## Exercise material
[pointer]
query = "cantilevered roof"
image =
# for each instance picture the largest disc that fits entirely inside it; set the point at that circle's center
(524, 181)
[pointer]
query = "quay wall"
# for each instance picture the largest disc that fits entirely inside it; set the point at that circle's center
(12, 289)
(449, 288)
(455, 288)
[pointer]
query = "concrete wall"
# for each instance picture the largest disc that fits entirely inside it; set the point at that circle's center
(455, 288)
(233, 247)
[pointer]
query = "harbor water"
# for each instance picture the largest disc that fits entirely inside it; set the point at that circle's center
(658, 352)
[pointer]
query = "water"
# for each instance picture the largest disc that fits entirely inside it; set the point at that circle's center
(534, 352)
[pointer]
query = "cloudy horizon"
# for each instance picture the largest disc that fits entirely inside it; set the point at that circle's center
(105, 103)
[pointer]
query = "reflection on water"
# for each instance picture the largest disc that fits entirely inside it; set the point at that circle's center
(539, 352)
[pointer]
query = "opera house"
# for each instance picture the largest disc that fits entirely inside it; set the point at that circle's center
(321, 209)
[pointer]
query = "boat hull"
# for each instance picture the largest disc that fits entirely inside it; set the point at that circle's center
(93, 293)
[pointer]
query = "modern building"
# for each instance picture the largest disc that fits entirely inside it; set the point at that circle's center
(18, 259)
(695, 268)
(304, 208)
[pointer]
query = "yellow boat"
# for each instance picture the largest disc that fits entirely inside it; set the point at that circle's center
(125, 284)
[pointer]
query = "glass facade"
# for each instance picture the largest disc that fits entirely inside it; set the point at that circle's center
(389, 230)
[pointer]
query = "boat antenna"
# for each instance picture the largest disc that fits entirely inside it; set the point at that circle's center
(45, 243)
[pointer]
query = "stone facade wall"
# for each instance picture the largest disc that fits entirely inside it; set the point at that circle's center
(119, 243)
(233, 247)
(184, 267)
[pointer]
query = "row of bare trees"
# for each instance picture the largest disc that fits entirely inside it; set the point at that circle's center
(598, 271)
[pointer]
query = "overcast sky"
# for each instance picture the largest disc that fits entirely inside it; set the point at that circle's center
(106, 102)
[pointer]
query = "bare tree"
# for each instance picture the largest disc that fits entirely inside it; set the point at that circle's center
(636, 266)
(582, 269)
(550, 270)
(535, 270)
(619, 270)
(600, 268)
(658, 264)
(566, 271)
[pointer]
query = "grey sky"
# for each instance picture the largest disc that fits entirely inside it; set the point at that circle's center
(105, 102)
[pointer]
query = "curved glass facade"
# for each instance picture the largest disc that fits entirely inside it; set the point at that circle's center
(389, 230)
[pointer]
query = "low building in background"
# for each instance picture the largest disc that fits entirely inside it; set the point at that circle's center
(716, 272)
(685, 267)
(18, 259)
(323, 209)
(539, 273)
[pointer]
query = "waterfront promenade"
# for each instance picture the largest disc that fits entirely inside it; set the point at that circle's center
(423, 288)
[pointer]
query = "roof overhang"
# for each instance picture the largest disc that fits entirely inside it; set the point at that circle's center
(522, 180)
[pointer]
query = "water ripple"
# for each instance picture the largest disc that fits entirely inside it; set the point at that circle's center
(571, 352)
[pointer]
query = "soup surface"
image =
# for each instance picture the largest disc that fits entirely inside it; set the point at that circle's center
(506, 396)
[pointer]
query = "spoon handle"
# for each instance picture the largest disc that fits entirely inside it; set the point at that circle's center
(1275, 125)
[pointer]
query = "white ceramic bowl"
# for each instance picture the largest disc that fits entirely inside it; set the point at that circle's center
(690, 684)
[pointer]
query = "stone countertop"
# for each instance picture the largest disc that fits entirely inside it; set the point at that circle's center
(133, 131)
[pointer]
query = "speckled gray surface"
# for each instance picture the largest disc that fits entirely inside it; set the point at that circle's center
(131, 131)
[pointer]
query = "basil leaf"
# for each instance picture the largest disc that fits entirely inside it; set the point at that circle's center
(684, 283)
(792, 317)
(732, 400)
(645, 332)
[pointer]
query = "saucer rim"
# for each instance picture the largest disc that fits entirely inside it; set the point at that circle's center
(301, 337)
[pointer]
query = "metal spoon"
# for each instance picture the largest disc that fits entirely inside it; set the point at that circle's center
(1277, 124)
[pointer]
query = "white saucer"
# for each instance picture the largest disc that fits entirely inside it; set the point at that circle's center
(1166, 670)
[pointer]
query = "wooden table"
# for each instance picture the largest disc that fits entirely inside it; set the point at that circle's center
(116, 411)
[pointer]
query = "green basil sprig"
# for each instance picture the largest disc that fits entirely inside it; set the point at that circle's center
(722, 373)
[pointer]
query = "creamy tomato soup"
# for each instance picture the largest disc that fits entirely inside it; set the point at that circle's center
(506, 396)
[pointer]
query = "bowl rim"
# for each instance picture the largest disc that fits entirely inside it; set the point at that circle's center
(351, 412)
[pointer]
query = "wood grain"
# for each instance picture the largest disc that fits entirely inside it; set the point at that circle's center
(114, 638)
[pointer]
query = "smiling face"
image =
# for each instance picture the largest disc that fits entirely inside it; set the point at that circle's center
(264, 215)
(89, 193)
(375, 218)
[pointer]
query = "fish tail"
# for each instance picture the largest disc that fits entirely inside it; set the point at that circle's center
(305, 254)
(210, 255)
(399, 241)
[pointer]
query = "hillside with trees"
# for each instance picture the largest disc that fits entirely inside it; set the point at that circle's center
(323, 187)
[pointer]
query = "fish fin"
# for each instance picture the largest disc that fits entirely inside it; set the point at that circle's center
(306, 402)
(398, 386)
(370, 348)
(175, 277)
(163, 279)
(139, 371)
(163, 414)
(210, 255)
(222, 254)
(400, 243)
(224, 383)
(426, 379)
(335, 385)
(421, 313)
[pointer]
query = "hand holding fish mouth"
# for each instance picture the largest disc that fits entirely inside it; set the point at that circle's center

## Work request
Search the entries above for the string "bare". Copy each line in which it appears.

## Exercise output
query = "row of bare trees"
query = "bare tree"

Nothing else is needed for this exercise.